++++ Extracted data ++++

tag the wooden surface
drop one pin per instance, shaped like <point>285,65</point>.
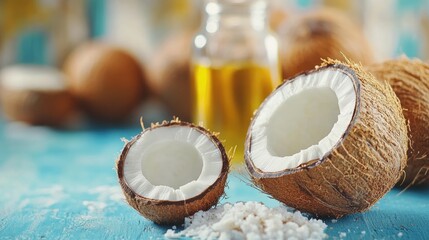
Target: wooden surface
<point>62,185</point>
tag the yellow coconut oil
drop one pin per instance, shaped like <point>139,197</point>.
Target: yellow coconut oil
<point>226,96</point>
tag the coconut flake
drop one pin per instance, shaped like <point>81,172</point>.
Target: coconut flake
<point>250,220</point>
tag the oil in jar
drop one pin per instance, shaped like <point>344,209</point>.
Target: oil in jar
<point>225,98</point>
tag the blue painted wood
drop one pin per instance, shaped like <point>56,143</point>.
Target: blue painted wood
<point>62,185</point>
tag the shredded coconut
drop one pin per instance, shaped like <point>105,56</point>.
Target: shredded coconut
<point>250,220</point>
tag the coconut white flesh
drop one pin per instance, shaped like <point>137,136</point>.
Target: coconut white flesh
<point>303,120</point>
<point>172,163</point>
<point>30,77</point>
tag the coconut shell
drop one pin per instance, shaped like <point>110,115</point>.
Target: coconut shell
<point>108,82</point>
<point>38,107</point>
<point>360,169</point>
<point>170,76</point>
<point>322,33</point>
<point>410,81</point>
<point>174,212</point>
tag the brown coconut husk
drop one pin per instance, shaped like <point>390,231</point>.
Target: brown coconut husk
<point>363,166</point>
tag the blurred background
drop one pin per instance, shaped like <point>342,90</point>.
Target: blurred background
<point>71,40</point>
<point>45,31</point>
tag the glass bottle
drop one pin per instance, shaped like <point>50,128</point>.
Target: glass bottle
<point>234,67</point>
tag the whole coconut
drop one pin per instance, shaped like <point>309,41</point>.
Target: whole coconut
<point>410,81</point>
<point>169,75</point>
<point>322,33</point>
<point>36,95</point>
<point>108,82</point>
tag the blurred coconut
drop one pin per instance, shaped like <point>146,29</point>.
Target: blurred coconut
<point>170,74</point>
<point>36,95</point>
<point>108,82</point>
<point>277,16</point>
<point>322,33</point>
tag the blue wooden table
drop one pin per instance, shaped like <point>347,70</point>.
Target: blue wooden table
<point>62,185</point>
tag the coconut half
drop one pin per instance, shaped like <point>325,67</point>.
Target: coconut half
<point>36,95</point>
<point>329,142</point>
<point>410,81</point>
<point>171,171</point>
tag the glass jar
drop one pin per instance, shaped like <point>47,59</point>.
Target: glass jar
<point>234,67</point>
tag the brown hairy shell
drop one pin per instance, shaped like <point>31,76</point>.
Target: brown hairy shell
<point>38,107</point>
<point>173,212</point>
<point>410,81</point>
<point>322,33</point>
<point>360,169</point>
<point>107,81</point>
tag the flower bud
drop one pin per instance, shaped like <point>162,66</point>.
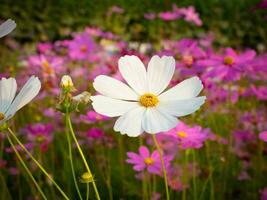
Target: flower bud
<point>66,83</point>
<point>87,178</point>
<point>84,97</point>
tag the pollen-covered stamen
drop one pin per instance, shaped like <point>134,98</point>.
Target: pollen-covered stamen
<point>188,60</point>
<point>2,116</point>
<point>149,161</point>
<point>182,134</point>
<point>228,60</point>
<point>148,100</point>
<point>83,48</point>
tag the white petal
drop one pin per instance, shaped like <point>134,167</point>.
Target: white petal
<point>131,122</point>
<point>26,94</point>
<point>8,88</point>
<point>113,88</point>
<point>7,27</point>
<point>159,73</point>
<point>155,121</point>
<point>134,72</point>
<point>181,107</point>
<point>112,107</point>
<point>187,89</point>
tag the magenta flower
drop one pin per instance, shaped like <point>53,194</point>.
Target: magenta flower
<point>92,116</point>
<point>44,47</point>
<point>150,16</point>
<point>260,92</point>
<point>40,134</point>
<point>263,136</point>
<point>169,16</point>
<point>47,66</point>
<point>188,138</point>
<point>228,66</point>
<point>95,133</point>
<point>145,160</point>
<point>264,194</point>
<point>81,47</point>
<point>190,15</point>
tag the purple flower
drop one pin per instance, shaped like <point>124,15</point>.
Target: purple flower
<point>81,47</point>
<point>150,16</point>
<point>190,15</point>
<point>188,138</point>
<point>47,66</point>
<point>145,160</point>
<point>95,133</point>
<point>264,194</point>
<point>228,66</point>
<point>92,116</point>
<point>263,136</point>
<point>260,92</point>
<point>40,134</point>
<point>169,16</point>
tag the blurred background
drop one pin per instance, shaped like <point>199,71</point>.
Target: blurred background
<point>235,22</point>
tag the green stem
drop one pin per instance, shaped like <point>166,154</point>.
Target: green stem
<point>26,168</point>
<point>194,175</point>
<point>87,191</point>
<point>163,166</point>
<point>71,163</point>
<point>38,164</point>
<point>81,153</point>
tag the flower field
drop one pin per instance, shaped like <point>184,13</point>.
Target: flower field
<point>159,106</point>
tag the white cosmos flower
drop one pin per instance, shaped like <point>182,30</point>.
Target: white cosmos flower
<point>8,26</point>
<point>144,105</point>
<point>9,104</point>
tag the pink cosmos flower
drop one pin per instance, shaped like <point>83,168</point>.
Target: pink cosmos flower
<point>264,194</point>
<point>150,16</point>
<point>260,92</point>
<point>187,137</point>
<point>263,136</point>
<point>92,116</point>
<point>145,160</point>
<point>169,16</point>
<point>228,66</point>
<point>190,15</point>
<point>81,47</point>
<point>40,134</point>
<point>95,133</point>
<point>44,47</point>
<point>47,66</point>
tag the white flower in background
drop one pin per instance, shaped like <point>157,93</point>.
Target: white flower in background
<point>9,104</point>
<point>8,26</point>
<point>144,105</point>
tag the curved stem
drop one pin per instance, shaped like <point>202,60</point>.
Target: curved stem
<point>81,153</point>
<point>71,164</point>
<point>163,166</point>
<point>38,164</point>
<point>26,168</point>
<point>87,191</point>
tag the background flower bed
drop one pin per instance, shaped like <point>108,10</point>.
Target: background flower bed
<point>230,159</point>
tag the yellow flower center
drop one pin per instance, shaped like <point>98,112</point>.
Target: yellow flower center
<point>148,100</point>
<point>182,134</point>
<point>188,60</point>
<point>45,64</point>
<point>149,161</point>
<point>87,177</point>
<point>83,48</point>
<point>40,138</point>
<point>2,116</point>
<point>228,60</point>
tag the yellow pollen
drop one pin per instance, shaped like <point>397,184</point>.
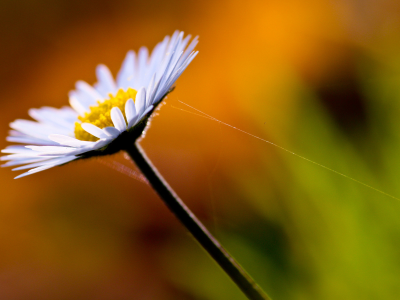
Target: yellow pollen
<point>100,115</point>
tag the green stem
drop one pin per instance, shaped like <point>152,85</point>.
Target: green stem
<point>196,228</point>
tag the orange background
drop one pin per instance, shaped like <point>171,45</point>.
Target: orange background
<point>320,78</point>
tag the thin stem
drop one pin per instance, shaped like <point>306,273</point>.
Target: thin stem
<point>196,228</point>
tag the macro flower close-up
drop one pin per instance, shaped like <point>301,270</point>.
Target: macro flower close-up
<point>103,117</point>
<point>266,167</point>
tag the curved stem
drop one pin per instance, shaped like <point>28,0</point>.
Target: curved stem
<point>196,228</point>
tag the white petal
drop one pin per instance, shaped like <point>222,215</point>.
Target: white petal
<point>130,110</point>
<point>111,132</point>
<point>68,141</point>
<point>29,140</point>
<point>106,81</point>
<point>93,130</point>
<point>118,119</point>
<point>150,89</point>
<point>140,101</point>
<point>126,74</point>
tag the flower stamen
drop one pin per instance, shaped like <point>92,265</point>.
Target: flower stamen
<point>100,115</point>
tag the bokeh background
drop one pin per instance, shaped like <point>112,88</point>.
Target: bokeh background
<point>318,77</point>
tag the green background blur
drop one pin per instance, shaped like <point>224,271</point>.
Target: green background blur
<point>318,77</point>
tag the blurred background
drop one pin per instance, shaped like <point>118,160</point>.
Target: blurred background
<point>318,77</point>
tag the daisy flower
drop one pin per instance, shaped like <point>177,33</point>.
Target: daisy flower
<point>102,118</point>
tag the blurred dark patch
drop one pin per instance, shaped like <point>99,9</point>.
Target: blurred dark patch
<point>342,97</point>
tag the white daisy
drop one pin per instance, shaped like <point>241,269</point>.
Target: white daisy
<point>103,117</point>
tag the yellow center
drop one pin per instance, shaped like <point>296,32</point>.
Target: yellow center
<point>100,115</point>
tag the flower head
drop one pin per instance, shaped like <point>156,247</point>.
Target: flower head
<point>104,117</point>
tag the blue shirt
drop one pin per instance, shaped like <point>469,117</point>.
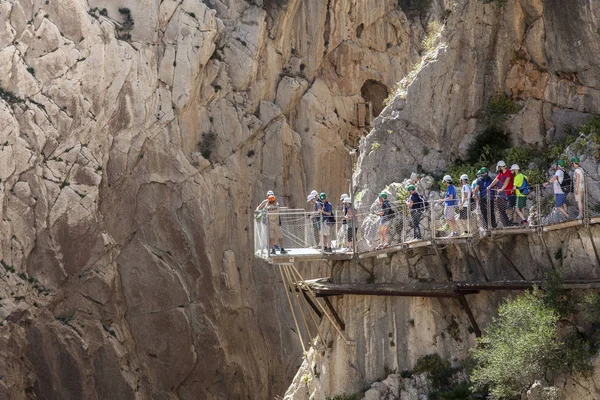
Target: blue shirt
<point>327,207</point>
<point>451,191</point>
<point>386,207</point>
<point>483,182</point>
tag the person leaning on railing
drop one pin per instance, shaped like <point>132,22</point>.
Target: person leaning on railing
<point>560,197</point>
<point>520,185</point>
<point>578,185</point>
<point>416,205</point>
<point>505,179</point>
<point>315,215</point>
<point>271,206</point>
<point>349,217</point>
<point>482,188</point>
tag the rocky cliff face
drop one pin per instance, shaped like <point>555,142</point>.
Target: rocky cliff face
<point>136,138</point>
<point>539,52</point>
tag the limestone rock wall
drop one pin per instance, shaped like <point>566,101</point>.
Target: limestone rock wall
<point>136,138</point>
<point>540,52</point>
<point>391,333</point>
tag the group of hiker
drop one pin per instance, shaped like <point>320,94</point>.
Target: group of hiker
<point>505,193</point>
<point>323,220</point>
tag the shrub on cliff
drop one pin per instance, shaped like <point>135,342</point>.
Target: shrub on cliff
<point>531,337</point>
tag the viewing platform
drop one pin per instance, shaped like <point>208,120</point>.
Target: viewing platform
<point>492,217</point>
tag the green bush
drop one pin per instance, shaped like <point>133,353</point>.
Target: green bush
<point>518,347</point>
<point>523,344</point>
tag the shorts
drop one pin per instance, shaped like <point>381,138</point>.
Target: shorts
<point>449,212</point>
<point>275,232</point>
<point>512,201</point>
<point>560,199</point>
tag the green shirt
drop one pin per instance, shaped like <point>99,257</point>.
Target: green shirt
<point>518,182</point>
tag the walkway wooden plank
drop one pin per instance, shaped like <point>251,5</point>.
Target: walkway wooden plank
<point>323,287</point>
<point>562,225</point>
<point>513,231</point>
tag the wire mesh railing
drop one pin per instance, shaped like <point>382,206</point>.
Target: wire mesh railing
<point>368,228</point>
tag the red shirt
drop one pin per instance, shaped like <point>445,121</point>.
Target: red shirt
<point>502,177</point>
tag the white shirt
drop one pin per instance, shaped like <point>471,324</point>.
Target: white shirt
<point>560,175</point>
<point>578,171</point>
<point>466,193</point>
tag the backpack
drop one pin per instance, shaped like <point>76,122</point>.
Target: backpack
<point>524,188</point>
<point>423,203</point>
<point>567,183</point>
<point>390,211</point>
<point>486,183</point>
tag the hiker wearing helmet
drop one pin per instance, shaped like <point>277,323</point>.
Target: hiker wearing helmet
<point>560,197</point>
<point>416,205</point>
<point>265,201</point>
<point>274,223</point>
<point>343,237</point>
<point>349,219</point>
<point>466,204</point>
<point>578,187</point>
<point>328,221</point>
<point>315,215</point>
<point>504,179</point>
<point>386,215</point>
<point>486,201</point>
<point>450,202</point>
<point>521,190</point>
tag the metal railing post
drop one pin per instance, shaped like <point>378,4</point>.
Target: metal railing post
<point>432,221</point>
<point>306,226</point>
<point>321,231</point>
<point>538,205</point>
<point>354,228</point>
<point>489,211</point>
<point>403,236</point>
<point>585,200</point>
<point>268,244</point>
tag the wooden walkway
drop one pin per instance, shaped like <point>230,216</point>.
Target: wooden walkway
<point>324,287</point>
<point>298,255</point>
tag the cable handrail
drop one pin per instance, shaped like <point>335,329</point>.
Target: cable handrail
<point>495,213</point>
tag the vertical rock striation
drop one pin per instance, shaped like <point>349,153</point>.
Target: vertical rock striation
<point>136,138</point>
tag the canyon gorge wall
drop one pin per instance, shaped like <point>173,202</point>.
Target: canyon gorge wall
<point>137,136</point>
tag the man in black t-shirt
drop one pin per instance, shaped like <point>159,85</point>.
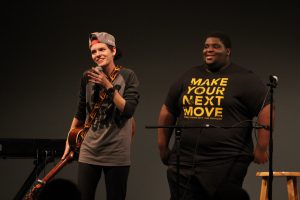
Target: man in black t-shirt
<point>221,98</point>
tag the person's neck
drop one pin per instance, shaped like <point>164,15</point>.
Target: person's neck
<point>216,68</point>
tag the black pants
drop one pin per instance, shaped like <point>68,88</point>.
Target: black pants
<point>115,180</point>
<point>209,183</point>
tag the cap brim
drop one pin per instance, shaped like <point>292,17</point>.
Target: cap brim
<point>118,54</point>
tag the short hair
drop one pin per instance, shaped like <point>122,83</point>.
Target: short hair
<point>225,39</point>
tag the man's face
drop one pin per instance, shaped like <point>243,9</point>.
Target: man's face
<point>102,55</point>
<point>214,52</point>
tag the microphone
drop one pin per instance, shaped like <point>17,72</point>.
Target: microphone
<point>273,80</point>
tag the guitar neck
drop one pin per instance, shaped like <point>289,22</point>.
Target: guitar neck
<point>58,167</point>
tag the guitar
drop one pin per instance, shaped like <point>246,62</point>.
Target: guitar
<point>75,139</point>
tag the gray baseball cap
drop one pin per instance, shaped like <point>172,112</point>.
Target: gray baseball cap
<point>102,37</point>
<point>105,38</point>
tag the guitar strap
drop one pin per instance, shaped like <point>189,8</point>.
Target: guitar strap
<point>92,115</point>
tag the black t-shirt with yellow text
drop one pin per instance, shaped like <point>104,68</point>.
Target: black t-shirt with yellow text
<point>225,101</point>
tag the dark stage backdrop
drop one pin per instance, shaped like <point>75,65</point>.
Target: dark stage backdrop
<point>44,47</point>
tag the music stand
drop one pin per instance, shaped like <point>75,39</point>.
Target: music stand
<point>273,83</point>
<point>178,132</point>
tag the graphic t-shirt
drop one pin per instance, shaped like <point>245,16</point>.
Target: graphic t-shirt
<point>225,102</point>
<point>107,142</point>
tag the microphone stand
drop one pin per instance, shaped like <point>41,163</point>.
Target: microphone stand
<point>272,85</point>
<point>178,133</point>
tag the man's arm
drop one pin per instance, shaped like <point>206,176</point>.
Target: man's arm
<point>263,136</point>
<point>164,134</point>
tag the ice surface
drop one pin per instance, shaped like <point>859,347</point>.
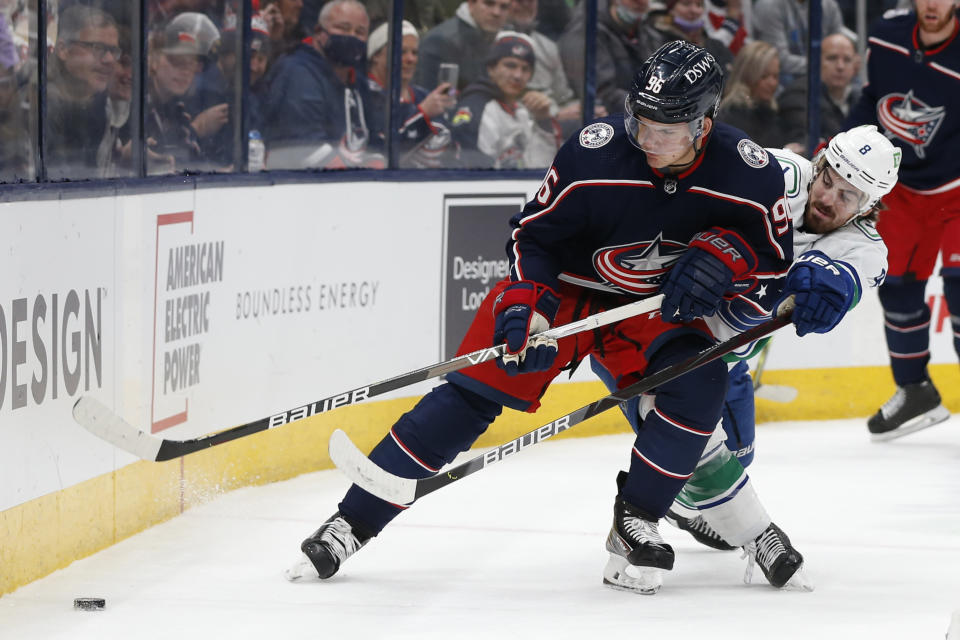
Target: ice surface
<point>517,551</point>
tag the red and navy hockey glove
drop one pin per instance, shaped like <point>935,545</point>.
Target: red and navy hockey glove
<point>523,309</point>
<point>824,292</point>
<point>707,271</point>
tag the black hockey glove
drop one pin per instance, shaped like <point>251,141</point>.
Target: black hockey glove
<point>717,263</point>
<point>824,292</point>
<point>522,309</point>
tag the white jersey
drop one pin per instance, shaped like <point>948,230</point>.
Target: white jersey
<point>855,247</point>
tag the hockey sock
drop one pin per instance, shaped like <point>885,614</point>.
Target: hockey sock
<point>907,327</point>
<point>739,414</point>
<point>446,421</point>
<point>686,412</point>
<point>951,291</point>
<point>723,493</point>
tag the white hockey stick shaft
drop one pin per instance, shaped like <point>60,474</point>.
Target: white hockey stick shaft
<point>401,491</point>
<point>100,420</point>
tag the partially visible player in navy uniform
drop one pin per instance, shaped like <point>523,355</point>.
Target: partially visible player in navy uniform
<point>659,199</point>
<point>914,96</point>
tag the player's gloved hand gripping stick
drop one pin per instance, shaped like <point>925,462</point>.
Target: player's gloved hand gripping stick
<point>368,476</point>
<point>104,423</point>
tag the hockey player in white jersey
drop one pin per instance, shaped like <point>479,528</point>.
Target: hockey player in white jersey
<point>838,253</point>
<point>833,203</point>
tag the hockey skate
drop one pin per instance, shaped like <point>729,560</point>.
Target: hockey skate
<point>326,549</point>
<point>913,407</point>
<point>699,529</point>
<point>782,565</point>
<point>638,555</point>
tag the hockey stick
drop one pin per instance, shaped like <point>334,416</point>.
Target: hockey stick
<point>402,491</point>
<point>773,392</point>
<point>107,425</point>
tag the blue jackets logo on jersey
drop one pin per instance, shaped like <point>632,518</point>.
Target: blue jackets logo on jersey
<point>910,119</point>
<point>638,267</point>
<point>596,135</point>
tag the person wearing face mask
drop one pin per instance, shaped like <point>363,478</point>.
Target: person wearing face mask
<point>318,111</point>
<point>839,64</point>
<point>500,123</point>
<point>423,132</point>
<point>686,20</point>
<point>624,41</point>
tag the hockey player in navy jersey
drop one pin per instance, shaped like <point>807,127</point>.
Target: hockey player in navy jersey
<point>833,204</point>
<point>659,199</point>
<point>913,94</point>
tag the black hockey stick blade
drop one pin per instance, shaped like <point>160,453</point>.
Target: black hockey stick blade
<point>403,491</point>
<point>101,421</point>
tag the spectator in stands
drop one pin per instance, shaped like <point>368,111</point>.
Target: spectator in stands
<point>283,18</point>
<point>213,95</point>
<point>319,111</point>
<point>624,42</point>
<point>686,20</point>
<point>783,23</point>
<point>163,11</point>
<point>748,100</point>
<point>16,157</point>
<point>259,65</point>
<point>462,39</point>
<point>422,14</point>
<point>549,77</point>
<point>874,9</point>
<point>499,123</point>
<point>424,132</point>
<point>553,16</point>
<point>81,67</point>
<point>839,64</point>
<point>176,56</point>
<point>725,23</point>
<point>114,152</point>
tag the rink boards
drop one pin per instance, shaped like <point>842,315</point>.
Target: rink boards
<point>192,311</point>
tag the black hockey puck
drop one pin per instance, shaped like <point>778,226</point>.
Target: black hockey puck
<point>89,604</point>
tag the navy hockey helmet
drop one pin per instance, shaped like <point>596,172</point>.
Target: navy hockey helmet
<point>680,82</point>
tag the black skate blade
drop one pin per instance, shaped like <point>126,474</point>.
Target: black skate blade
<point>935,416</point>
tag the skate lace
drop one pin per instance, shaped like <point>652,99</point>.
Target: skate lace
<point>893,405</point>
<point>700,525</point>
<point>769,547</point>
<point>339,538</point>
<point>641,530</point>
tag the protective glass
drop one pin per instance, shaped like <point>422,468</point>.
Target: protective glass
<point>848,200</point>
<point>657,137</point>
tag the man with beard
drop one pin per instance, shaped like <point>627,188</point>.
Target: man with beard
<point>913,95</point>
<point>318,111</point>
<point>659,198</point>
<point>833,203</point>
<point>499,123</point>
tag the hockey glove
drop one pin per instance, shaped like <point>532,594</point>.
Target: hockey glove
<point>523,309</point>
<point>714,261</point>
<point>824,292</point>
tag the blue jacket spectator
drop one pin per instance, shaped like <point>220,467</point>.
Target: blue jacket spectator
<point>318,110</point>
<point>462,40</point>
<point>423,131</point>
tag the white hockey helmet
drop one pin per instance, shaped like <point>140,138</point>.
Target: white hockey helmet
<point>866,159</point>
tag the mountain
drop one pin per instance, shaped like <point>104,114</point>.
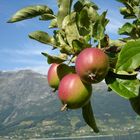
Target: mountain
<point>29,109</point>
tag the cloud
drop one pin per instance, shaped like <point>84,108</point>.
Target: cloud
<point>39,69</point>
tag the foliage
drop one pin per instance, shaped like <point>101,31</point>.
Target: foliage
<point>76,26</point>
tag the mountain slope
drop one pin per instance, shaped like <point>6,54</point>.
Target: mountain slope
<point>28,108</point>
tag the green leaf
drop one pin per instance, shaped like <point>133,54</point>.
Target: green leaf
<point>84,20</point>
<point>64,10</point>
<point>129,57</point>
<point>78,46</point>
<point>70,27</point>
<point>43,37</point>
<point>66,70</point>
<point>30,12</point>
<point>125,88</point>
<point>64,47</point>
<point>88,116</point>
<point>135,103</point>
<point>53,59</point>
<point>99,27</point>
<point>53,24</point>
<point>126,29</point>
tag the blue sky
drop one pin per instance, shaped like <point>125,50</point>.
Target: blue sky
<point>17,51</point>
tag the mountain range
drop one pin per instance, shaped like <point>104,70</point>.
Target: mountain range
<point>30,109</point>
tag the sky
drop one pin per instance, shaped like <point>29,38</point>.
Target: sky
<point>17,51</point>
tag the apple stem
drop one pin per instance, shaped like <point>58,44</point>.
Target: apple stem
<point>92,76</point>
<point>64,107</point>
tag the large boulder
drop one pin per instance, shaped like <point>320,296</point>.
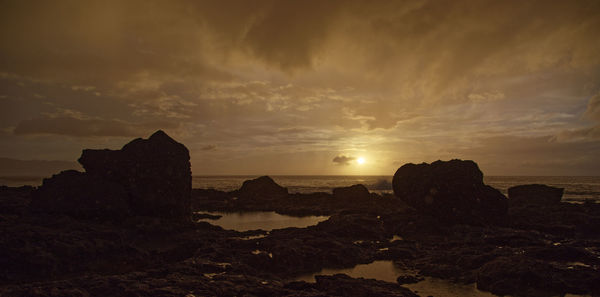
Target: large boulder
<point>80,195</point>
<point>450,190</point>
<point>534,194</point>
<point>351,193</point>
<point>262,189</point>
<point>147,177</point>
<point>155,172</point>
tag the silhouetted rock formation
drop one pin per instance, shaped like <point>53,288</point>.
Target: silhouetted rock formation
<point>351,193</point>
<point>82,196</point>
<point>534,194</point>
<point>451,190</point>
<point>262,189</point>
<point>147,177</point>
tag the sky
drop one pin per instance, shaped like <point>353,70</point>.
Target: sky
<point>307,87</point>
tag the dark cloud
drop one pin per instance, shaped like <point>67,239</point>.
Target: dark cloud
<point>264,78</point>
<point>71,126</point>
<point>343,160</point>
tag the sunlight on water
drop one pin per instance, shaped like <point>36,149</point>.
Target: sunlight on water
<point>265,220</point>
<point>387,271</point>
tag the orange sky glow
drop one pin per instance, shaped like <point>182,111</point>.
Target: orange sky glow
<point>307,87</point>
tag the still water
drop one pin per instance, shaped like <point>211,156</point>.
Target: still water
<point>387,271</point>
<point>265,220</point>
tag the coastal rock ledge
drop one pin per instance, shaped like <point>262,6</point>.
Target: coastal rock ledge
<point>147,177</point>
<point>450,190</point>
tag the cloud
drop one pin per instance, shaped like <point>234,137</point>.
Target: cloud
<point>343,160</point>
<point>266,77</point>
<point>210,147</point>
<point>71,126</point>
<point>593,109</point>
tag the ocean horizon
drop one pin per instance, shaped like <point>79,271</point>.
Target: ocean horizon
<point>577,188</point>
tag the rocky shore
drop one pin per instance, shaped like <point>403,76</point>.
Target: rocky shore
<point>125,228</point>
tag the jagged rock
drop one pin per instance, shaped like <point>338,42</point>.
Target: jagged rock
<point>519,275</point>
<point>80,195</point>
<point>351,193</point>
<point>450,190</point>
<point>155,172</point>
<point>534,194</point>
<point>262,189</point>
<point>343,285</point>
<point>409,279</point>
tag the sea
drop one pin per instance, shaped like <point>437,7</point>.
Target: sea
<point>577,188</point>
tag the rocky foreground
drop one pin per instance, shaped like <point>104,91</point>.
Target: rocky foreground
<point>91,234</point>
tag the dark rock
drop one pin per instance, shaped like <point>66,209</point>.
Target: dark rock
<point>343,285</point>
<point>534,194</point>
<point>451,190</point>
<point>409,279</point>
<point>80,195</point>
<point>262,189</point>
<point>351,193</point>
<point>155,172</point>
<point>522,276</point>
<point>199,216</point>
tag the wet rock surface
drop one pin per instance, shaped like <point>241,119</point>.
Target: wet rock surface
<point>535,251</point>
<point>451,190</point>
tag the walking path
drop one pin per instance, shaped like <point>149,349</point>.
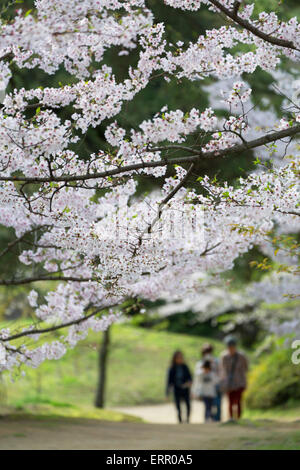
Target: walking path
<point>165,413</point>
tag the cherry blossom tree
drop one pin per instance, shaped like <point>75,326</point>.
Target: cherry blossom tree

++++

— Stated exercise —
Please scale the material between the lines holding "tag the person leaning on railing" and "<point>391,333</point>", inclusive: write out each of those lines again, requests included, with every coordinate in the answers multiplied by 1.55 and rounded to whole numbers (halves up), leaving the requests and their sample coordinates unchanged. Return only those lines.

— Written solution —
tag the person leaning on railing
drop one pin per instance, shaped like <point>132,22</point>.
Target: person leaning on railing
<point>868,305</point>
<point>806,287</point>
<point>896,287</point>
<point>645,318</point>
<point>783,277</point>
<point>488,333</point>
<point>420,319</point>
<point>541,336</point>
<point>747,291</point>
tag the rocky cliff face
drop one pin per instance, shaped like <point>555,142</point>.
Target: rocky cliff face
<point>211,214</point>
<point>835,81</point>
tag the limestone rock wall
drop one pin per instance, shaped like <point>566,101</point>.
Target: limestone rock wall
<point>211,214</point>
<point>837,81</point>
<point>606,516</point>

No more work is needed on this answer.